• TASK TO CARRY OUT:
Return each entry exactly, so that nothing in the data differs from the original.

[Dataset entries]

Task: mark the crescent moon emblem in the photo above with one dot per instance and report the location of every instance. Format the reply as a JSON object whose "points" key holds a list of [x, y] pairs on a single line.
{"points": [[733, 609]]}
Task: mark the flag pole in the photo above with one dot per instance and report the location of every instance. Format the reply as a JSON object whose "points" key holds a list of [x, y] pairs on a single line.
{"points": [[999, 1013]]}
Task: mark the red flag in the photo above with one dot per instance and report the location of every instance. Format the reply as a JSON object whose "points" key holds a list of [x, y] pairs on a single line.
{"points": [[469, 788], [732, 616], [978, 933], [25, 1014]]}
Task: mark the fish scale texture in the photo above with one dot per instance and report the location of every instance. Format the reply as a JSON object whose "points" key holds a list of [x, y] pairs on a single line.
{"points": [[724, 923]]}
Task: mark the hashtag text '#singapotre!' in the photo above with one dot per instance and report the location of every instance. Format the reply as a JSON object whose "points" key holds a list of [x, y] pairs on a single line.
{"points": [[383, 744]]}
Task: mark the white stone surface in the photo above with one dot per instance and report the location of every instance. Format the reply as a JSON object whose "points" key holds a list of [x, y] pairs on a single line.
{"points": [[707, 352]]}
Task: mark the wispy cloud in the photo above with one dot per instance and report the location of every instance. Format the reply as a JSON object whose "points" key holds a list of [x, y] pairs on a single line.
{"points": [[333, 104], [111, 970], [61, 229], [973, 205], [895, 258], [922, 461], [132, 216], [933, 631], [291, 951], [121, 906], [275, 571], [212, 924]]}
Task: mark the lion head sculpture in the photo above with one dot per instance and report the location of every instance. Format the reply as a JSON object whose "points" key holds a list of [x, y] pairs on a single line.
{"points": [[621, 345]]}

• EXERCISE OUTPUT:
Task: mark the crescent moon emblem in the photo above with one dot per instance and report the location of every instance. Format the reply as a JSON object whose "points" key holds a list of [x, y] pairs on a single line.
{"points": [[733, 609]]}
Task: mark the flag pole in the photo above with one dot per instance and report the location of every instance. Format the reply as a JSON object whose "points" key holds a list of [x, y] pairs on a single line.
{"points": [[999, 1013]]}
Task: mark the red flag in the photo above with one dot per instance and report the location of every instance. Format the reply as a JSON object whose "points" key holds a list of [x, y] pairs on a single line.
{"points": [[469, 788], [732, 616], [978, 933], [25, 1014]]}
Task: mark the fish scale texture in the photo above with one dot per instance and report the location of every instance. Format the reply as a JSON object whose "points" key holds a list of [x, y] pairs on a single line.
{"points": [[724, 923]]}
Task: mark the hashtag text '#singapotre!' in the photo above with one dot per instance and report the location of every instance. Format the reply as a JSON object whose "points" key holds a list of [x, y] pairs on a single line.
{"points": [[383, 744]]}
Task: mark the white stone surface in the photo above with one dot per instance and report the location of every instance. Format the reply as a JSON object whose "points" key holds a list of [x, y] pairs on a single line.
{"points": [[707, 352]]}
Task: mark the wispy cloud in the photo above with one dot per instance and report the location of every instance. Format the reply as a JSON object whose "points" key holds a list of [x, y] pairs on a single line.
{"points": [[333, 104], [111, 970], [61, 229], [973, 205], [895, 258], [922, 461], [132, 216], [933, 631], [291, 951], [121, 906], [275, 571], [212, 924]]}
Task: mark the lion head sculpture in the photo above with one dot per instance and report the location of every instance. Format the reply as a JSON object whose "points" key holds a list of [x, y] pairs on a single line.
{"points": [[621, 345]]}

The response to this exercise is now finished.